Work order: Find the number of lines below in which the word "bush" appears, and write that number only.

Referring expression pointing data
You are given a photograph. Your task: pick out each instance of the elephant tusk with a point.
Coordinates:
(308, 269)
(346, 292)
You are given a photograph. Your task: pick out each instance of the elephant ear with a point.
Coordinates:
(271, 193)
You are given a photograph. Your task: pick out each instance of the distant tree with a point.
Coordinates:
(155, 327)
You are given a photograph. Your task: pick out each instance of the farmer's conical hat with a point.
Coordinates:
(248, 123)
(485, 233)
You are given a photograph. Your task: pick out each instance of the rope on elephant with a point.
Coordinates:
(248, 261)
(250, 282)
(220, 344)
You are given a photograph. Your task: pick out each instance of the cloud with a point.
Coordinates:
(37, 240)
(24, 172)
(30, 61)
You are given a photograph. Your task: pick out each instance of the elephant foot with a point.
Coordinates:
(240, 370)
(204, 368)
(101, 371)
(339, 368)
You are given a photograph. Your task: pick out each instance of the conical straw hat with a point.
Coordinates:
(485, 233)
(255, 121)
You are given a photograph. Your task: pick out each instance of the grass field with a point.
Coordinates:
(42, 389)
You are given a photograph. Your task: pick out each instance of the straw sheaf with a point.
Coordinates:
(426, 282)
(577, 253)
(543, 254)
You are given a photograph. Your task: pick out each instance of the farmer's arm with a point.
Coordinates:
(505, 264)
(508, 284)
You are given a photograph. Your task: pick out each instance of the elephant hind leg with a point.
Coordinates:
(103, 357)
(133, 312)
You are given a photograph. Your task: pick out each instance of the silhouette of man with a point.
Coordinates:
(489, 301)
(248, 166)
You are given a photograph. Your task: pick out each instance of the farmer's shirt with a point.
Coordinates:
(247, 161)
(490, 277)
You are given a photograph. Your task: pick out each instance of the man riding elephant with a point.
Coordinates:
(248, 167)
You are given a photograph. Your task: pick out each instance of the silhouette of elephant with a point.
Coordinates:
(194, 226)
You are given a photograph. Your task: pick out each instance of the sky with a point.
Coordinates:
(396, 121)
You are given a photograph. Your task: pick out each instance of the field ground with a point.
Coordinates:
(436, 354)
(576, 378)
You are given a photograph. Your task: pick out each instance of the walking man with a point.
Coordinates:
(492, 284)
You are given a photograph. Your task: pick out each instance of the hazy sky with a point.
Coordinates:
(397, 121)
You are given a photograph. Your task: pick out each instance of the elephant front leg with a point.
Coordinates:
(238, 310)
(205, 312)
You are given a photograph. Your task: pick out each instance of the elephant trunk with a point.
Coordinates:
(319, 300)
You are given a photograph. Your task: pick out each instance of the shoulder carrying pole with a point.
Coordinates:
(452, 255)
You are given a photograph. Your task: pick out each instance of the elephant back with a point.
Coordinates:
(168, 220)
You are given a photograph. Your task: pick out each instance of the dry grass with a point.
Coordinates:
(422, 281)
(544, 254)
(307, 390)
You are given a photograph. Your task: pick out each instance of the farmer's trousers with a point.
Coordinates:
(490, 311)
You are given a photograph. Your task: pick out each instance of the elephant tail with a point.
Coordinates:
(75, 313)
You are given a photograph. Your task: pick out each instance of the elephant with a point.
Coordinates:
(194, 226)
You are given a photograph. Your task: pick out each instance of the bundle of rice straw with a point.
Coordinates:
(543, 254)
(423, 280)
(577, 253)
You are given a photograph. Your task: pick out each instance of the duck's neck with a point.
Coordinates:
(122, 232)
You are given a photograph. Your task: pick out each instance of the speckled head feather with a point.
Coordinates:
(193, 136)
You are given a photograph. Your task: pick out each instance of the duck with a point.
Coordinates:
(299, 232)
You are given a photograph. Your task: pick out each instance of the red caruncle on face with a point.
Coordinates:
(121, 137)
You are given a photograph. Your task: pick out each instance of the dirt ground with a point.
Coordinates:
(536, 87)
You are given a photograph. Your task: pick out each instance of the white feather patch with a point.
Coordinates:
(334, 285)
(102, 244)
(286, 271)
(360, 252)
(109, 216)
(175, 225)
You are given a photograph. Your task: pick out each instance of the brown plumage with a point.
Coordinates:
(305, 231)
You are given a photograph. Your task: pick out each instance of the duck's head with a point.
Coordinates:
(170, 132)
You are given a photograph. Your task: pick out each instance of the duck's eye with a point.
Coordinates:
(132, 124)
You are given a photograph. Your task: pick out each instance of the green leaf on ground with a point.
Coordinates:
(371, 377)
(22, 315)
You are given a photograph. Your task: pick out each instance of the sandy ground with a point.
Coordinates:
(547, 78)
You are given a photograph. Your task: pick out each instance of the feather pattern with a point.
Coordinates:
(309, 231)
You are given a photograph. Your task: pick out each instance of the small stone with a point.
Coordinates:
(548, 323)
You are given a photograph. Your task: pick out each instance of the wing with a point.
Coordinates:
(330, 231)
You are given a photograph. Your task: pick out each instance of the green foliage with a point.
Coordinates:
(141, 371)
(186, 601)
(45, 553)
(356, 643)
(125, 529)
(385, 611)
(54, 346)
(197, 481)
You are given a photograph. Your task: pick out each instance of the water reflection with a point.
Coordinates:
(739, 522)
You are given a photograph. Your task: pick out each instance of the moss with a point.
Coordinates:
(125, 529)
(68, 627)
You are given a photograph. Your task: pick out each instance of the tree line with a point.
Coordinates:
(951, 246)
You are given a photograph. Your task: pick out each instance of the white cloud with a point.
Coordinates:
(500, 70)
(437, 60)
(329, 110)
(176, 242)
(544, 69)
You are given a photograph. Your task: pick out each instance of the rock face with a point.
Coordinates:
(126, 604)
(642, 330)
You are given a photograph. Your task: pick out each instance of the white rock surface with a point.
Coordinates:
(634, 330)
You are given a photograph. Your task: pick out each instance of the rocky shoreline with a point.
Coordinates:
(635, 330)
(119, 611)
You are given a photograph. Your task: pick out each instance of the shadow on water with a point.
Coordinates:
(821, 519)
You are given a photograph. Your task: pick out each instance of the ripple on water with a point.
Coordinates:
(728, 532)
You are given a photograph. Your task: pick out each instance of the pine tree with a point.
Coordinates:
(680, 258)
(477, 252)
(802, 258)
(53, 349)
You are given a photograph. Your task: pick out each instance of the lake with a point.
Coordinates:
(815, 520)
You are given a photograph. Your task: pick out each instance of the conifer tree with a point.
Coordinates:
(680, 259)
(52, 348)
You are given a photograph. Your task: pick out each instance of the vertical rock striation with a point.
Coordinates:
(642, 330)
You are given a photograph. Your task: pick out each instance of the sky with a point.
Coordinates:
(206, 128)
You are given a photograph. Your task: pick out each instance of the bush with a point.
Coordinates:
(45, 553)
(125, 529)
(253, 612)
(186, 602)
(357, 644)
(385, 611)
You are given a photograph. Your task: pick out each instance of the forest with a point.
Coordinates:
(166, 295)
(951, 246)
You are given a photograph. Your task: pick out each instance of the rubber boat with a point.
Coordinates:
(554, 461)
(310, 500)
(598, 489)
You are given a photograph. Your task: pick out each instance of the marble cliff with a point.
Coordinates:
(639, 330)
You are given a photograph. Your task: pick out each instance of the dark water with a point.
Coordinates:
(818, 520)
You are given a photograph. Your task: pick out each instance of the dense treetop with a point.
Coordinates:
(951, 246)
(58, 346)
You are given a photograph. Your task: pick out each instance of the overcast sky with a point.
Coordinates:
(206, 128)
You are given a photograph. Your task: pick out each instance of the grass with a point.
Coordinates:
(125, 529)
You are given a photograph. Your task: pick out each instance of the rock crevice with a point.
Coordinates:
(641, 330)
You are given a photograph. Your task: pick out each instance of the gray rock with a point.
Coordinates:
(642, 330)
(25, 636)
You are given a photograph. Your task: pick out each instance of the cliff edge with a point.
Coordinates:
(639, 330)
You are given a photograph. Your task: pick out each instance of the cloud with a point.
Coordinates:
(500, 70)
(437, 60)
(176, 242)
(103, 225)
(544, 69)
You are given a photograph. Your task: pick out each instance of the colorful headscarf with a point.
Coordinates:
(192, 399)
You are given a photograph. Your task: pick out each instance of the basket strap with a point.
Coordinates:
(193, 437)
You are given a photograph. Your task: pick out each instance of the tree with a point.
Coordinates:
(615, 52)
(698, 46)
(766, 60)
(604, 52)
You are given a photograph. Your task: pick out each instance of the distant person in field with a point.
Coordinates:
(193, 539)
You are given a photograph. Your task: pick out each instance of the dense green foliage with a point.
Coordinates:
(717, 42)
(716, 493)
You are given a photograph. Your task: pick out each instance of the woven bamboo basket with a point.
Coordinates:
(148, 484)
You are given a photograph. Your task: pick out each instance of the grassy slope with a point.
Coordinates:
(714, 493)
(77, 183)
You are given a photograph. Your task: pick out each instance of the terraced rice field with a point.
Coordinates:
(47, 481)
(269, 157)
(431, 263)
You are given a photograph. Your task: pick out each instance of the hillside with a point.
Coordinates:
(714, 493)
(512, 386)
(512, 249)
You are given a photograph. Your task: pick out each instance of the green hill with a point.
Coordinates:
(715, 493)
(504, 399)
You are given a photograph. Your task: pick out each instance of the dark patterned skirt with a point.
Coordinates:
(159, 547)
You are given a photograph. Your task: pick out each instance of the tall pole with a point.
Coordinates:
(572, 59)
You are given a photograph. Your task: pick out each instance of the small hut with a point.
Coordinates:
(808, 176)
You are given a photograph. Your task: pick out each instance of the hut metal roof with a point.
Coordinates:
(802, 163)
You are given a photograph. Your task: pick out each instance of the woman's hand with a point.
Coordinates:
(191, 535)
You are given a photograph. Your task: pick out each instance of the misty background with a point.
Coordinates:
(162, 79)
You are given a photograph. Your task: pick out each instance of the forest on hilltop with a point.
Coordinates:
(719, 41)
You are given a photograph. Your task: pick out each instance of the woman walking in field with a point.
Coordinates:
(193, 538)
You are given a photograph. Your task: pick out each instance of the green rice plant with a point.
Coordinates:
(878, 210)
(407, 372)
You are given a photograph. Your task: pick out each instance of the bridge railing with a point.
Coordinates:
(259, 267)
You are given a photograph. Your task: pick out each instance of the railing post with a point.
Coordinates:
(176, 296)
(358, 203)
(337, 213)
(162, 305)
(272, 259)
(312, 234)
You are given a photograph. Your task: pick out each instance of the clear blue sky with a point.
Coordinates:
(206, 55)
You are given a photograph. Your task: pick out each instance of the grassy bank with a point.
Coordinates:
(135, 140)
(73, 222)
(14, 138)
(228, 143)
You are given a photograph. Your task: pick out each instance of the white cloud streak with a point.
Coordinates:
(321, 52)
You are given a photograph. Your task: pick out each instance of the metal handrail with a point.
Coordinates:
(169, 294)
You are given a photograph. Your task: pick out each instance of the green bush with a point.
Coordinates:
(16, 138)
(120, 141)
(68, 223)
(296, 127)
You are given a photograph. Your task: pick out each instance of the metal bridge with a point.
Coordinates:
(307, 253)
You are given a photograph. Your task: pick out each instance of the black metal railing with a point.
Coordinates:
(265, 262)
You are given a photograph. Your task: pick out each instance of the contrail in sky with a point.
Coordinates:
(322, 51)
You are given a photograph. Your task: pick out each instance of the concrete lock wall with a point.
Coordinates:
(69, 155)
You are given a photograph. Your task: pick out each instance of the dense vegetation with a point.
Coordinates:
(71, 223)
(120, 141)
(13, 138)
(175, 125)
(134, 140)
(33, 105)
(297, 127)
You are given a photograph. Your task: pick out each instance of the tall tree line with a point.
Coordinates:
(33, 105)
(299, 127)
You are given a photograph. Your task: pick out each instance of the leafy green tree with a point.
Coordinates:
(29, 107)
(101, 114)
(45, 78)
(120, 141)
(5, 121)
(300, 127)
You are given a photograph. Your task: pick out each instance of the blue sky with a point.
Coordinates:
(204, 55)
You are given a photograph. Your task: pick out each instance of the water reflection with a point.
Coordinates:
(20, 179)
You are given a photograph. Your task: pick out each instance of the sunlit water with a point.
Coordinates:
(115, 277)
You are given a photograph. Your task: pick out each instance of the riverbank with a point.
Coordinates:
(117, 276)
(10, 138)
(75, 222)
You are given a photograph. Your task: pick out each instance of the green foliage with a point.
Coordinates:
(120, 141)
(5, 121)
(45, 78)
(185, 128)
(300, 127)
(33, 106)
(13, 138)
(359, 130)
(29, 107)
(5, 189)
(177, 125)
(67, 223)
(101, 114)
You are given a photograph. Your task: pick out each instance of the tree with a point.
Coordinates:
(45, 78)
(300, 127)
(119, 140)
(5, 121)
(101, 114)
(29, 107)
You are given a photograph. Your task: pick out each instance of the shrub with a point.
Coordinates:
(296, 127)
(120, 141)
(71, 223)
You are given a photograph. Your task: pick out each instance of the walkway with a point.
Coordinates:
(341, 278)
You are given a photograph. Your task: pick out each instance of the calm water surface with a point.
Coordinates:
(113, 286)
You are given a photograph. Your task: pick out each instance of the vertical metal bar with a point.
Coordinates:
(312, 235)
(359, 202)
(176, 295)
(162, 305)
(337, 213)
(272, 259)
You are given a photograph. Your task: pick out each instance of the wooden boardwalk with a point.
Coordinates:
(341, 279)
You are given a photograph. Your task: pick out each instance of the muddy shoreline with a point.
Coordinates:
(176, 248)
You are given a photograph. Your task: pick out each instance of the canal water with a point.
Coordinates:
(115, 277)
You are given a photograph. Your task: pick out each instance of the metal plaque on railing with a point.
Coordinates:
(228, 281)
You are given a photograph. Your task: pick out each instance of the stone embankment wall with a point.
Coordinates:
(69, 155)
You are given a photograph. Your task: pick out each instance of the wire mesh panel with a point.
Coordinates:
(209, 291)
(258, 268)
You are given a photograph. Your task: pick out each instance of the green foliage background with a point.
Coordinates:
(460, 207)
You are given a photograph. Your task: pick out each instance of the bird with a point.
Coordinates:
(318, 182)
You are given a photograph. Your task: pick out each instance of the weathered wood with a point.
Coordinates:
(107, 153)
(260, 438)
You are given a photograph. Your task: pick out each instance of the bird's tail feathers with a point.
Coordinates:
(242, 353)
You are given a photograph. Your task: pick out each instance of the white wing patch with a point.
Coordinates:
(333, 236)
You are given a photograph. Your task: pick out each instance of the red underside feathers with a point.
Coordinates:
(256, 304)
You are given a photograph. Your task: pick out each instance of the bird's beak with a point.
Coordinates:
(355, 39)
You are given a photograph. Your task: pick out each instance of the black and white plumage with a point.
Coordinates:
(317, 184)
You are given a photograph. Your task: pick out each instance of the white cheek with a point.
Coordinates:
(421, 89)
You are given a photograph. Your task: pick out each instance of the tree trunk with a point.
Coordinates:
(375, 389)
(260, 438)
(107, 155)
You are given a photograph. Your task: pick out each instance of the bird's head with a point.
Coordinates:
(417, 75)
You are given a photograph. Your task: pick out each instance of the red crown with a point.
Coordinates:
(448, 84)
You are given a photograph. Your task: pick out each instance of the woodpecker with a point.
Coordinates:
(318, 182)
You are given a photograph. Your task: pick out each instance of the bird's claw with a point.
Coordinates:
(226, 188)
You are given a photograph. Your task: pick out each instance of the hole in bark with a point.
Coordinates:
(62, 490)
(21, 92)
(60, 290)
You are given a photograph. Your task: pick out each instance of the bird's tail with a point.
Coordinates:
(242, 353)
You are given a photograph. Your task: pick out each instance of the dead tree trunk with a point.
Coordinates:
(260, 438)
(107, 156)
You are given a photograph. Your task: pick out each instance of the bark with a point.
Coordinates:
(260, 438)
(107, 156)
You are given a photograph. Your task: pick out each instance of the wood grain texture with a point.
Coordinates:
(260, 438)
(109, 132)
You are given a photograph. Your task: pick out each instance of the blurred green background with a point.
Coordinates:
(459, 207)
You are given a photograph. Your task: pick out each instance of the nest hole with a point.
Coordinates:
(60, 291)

Answer to this task: 2